══ EXTRACT PROVIDED ══

2: how do I know which size bearings to go for (acl)
3: Is reinstalling everything\ engine build easy to be done at home
4: what should the head gasket size be? dose it depend on the skim?
5. how quick can rings, bearing, gaskets be sourced do any traders carry in stock?
6: Are there any updated oil pumps available?



Any tips as would like to have the experience of building my own engine, money is a factor and would prefer to spend it on new parts rather than for someone to do something I'm able to do.

thanks
 

TheStarletGT

Member +
If your attempting to do a rebuild as you say, YOU should dissasemble the engine yourself fully, its quite obvious why. Providing the crank does not need machining or repair, you should opt for standard size bearings. You could just hone the bores and fit standard size pistons ($105 for each piston from toyota).

The only thing you require for someone else to do is press out the pistons from the rods. Remember, if you want to rebuild the engine, do it ALL YOURSELF. You dont need a upgraded oil pump.

Get a timing belt,pullies if needed to. Get a standard OEM TOYOTA head gasket.


PS: I did a 1 piston removal and refit of a new one, was a great challenge.

═══

## REQUIRED TASKS
a – From the engine rebuild thread, set down everything from "2: how do I" down to "carry in stock?".
b – Answer these questions using the engine rebuild thread:
(i) According to the reply, how much does each piston cost from Toyota?
(ii) What is the only job the reply says requires someone else?
(iii) What type of head gasket does the reply recommend?

══ RECORD SET ══

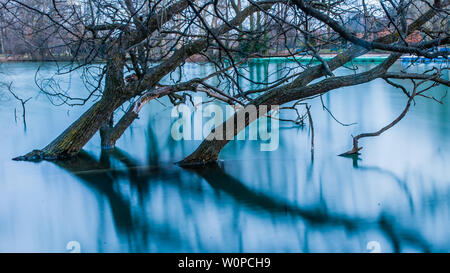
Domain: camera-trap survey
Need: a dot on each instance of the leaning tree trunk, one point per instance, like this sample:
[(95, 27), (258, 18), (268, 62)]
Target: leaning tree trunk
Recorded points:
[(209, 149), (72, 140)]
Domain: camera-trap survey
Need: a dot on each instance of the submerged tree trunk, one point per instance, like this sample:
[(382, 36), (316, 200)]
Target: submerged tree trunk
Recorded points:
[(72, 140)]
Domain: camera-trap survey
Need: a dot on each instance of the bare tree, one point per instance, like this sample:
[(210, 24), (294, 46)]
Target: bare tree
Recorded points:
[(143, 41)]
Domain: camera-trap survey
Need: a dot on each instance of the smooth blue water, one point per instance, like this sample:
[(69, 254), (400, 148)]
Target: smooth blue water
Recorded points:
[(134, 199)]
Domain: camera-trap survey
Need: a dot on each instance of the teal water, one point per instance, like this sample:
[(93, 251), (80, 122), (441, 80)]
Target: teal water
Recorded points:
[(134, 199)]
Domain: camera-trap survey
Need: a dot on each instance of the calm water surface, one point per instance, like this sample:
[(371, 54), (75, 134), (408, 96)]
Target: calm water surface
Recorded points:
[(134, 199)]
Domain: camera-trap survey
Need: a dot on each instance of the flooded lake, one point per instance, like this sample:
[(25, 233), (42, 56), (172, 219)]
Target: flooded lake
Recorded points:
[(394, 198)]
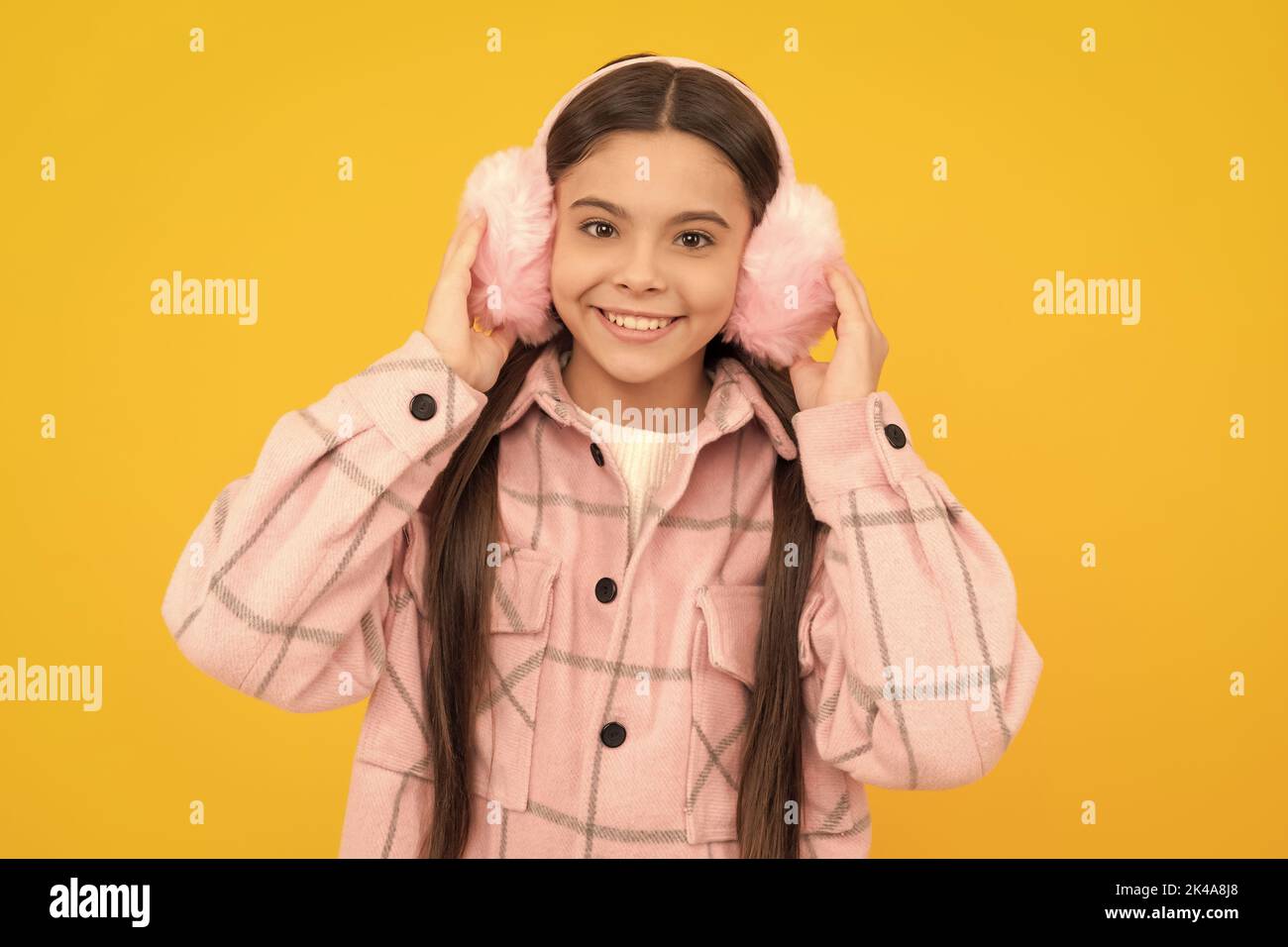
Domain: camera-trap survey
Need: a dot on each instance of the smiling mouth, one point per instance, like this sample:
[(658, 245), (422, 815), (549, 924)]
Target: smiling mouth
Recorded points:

═══

## RESULTS OF THE EXERCISE
a –
2: how do I know which size bearings to go for (acl)
3: Is reinstalling everything\ engine build easy to be done at home
4: what should the head gasket size be? dose it depend on the skim?
5. how quick can rings, bearing, gaskets be sourced do any traders carry in stock?

b –
(i) $105 for each piston.
(ii) Pressing the pistons out of the rods.
(iii) A standard OEM Toyota head gasket.